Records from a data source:
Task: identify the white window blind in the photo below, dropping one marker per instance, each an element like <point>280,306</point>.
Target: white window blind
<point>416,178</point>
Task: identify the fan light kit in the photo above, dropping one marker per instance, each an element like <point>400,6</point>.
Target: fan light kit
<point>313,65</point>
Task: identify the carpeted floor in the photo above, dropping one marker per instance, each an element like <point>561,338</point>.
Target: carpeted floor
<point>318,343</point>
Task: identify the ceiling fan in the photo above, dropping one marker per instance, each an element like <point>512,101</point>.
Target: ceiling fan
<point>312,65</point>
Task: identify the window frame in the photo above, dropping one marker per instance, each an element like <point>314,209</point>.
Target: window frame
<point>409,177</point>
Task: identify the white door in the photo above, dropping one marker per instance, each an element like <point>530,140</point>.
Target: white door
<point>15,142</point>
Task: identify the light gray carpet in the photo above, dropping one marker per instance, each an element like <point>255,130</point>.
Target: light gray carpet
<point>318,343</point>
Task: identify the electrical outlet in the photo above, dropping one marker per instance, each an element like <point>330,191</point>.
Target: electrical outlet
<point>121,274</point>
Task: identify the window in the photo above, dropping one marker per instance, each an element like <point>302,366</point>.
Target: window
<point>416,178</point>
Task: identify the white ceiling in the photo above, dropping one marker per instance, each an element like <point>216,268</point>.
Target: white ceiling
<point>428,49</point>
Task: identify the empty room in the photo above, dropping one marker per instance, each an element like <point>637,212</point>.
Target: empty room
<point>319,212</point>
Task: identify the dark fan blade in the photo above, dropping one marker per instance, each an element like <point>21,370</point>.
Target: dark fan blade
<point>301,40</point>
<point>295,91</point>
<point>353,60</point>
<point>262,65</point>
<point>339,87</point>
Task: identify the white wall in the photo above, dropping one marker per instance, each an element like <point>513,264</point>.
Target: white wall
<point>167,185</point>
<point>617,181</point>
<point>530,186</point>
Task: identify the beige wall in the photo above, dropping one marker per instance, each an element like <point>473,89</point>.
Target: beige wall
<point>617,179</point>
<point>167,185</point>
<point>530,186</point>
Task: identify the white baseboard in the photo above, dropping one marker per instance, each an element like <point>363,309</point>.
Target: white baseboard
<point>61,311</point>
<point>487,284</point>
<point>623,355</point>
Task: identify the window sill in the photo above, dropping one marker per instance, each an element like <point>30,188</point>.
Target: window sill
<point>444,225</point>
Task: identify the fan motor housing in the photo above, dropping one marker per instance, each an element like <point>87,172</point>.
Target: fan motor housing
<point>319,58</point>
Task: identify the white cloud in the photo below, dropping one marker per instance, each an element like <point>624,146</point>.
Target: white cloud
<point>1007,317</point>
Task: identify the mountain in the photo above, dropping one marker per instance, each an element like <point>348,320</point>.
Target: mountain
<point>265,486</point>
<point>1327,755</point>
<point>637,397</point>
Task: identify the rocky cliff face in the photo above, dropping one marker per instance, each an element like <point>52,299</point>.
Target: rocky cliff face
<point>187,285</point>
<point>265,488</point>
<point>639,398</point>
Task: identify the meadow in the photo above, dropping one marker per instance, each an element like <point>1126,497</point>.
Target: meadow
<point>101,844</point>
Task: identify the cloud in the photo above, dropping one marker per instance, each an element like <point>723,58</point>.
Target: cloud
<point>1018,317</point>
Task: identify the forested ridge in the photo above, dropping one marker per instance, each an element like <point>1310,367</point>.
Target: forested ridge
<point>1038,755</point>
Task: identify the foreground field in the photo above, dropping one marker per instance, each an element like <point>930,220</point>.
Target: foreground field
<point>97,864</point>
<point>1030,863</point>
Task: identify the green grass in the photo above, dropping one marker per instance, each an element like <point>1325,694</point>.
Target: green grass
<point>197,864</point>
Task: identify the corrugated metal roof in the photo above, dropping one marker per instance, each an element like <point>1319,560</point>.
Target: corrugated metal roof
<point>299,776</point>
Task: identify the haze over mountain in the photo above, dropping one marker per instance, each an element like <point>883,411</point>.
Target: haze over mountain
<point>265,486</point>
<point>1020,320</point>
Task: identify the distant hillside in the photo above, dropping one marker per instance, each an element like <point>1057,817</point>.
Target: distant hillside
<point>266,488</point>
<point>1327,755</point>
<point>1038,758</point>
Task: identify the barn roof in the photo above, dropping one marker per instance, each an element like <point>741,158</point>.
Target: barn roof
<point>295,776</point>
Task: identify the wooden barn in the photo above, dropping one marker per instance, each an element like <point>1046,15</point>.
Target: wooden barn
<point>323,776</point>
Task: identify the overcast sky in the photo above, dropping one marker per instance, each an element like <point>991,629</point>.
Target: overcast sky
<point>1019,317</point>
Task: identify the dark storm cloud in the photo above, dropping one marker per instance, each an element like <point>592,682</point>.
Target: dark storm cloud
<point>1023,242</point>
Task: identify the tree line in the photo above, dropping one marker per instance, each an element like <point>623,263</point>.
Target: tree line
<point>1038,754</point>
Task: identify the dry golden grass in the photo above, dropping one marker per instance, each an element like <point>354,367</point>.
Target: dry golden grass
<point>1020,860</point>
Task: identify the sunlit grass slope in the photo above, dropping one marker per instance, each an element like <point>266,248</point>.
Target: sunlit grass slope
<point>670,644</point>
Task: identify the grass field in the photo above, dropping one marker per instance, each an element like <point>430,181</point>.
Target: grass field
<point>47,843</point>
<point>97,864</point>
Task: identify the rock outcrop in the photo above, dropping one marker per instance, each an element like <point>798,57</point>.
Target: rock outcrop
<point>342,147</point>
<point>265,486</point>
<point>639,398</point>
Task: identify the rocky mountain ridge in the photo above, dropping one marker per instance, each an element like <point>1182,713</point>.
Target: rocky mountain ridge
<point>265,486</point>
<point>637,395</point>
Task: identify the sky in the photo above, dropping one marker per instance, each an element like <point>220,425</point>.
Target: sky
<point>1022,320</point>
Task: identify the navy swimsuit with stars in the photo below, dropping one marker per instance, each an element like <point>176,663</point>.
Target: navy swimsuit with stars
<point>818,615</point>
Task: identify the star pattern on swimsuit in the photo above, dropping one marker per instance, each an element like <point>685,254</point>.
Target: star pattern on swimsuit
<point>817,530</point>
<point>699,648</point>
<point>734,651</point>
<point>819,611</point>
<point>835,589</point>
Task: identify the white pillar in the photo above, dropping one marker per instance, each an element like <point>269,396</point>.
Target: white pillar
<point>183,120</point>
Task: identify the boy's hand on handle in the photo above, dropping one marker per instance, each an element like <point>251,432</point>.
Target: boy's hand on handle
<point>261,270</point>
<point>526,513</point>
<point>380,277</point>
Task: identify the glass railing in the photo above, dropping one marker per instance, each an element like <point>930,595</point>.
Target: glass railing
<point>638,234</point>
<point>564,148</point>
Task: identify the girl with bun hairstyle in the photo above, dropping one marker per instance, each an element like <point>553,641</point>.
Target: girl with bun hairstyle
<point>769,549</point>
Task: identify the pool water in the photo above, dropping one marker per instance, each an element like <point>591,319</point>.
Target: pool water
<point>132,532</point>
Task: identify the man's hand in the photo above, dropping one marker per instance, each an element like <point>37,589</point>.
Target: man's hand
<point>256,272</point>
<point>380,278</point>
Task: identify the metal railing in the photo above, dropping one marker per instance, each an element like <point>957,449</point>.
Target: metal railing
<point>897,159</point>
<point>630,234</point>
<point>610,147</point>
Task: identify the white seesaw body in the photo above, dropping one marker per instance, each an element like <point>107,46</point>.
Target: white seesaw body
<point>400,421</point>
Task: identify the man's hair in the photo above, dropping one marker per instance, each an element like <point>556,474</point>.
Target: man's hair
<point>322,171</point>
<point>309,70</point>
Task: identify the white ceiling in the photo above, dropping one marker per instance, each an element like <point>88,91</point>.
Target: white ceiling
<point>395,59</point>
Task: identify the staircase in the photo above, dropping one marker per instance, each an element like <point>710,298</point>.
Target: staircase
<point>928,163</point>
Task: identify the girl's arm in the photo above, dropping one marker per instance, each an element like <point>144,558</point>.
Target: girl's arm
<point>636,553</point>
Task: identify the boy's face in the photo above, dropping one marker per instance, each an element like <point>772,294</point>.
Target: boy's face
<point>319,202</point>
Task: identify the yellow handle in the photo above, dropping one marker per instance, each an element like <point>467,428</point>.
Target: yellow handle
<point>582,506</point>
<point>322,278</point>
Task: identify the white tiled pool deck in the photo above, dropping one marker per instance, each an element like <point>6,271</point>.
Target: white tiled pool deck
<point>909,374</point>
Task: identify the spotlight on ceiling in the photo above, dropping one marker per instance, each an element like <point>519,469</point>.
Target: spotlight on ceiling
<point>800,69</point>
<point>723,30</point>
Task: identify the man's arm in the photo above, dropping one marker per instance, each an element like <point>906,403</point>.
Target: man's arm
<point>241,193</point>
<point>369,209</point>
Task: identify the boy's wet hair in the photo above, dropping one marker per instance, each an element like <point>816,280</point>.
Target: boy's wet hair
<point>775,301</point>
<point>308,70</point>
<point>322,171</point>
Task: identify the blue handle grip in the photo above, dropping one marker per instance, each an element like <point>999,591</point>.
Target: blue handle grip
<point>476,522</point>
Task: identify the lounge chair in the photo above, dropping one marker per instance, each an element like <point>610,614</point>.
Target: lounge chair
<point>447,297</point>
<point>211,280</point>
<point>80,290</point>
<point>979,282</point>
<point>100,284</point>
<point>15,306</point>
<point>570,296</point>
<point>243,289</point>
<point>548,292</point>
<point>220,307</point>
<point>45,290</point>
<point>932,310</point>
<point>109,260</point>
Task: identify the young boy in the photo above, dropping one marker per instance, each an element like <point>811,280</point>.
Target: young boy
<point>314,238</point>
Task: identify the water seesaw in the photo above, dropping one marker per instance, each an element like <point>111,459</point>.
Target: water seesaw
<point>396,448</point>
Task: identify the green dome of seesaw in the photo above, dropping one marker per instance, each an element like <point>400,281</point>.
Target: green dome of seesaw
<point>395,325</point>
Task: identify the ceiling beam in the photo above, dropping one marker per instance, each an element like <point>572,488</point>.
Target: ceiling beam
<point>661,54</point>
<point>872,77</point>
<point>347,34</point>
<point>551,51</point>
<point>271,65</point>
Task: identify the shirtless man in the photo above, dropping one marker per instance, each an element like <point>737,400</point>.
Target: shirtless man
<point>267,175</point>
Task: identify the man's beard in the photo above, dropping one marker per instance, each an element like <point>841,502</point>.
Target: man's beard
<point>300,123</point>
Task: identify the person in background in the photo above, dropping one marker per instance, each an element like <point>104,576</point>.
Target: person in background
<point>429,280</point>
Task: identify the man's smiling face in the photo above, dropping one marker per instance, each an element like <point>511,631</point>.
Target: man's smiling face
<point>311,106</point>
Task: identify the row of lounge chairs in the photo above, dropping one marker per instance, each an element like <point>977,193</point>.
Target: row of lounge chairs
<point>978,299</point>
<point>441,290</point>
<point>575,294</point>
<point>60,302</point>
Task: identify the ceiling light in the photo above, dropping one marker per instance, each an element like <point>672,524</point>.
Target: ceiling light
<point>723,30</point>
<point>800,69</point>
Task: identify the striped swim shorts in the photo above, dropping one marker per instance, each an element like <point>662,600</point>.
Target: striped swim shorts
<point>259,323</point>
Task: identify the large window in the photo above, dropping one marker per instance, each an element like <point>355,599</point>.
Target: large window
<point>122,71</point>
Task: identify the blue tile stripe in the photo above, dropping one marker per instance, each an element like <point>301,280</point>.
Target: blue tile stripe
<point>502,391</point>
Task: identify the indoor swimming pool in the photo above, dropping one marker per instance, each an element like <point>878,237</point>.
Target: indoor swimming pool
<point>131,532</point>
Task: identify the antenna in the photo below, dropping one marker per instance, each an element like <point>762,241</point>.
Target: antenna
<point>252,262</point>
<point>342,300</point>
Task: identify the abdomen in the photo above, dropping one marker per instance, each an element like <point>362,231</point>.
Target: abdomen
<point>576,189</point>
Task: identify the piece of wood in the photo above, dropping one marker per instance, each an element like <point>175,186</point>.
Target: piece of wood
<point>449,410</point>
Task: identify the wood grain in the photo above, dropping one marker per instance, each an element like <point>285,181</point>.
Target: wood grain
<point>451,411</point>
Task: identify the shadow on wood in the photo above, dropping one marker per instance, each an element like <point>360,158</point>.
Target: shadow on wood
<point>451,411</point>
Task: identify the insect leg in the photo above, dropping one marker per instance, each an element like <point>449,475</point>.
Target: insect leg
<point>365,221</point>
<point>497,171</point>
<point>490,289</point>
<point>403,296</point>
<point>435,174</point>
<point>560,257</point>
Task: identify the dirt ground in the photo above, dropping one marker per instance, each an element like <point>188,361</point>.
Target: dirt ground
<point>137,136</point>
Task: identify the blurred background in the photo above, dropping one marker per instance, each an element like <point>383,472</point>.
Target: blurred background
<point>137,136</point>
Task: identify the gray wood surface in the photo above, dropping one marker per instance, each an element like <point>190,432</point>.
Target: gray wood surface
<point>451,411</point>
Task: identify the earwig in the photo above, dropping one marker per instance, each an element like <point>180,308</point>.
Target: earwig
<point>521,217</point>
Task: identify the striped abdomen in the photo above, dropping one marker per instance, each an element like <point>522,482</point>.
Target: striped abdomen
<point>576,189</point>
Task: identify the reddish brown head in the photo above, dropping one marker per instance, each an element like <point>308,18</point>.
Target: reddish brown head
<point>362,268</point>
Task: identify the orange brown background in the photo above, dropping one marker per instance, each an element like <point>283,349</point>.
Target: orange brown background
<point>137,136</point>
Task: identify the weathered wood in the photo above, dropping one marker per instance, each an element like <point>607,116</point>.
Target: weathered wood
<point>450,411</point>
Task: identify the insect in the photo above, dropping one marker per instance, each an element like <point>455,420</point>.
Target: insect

■ How to complete this task: Reproduce exactly the section above that begins at the line containing "Target: person in background" and ends at the line containing "Task: identify the indoor", leaving out all other lines.

■ Answer box:
Target: person in background
<point>429,280</point>
Task: identify the man's smiling face in the photo above, dropping one marker per instance, each an element like <point>511,631</point>.
Target: man's smiling face
<point>311,106</point>
Task: identify the row of lounge chairs in the photo above, dropping one marker per instance, each an element like <point>977,193</point>.
Target: row of lounge chairs
<point>978,299</point>
<point>441,290</point>
<point>575,294</point>
<point>60,302</point>
Task: identify the ceiling light in the photo above, dropping one marker per instance, each an element like <point>672,524</point>.
Target: ceiling light
<point>723,30</point>
<point>800,69</point>
Task: identify the striped swim shorts in the photo above, dropping one marker per instance, each an element like <point>662,600</point>.
Target: striped swim shorts
<point>259,323</point>
Task: identify the large window in the photo above, dropping one marker per instance, each an element like <point>355,599</point>.
Target: large window
<point>122,71</point>
Task: identify the blue tile stripe in the photo above, dropping one marker per instance, each an element like <point>301,280</point>.
Target: blue tile stripe
<point>502,391</point>
Task: identify the indoor swimming pool in the photo above, dropping one marker per instance, each an element like <point>878,237</point>.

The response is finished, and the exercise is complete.